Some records
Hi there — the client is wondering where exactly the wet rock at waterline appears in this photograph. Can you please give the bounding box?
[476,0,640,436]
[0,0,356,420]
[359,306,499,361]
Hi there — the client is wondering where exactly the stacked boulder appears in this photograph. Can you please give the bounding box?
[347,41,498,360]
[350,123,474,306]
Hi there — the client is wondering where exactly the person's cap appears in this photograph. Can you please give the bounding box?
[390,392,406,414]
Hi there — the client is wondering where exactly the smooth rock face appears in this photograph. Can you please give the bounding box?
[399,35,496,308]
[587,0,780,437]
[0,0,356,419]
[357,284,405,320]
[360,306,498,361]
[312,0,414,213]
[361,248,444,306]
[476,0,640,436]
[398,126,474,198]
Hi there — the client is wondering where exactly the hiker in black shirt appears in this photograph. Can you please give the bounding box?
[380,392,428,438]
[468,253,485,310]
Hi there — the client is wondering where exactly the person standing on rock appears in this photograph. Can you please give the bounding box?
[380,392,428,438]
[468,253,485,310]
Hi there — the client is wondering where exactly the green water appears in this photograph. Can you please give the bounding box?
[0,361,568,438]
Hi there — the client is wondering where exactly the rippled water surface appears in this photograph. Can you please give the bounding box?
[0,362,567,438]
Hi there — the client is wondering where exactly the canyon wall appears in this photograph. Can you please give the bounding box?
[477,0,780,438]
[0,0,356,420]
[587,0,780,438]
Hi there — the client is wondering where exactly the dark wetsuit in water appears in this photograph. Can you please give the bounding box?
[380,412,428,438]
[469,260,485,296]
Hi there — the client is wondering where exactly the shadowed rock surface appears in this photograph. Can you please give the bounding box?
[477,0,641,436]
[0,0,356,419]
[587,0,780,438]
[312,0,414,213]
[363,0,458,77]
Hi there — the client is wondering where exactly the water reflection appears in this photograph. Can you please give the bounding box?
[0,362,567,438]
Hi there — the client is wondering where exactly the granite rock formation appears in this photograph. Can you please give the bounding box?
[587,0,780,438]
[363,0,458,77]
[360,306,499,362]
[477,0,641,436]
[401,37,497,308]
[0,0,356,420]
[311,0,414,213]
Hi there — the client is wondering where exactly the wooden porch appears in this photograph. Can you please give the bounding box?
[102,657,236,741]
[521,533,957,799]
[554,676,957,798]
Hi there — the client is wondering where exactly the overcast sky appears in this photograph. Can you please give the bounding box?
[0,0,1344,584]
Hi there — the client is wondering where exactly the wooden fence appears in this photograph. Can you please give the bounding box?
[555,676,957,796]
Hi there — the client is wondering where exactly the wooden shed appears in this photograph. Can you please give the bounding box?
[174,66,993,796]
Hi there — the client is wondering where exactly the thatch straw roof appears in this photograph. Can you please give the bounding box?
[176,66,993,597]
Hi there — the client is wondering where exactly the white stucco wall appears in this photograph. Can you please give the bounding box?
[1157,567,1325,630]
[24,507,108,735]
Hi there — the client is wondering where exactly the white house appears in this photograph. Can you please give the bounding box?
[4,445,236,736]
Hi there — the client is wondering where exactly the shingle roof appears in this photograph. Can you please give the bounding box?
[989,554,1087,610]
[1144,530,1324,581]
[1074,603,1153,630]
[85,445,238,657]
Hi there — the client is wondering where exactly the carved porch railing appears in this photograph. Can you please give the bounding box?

▶ **WHAT THE TASK ASKS**
Rewrite the records from the line containing "the wooden porch" through the end of the records, substituting "timber" for each "wooden" and changing nothing else. Give only that stretch.

▶ **EXERCISE SOLUTION**
Hi there — the client is wondering where exactly the timber porch appears in this photograph. Can you please give the bounding box?
[102,657,236,741]
[521,533,957,799]
[554,676,957,798]
Hi there — the client is wondering where exactly the overcast sky appears in this photograph. Can you please give the bounding box?
[0,0,1344,584]
Hi there — the client is wondering where exactly the timber fence appears in this photograph. Can you please give the bounding box?
[555,676,957,796]
Hi there — the client is wondering where exactly the timber shed appears in this photograph. Can you please give the bounding box?
[174,66,993,796]
Hi there — the client is wondering where exactly the thatch straw roof appears in this photograph. Can you please give the bounding box?
[176,66,993,597]
Hi there — the client is wondering where exactly the white stucco wall appears in this photograph. Can you please give the bounding box?
[1157,567,1325,630]
[24,507,108,735]
Hi there — the client is wondering where exactly the white house appears in this photograph. Can you please give the bounding box?
[4,445,236,736]
Hi there — the client is wondering where exactly the shingle roof appears in this photograph. Can you please give the bounding box?
[989,554,1087,610]
[1144,530,1324,581]
[1074,603,1153,630]
[85,445,238,657]
Hi there — the client is wondering where exactly the carved porch railing appears in this photograph. Can you please give the bounding box?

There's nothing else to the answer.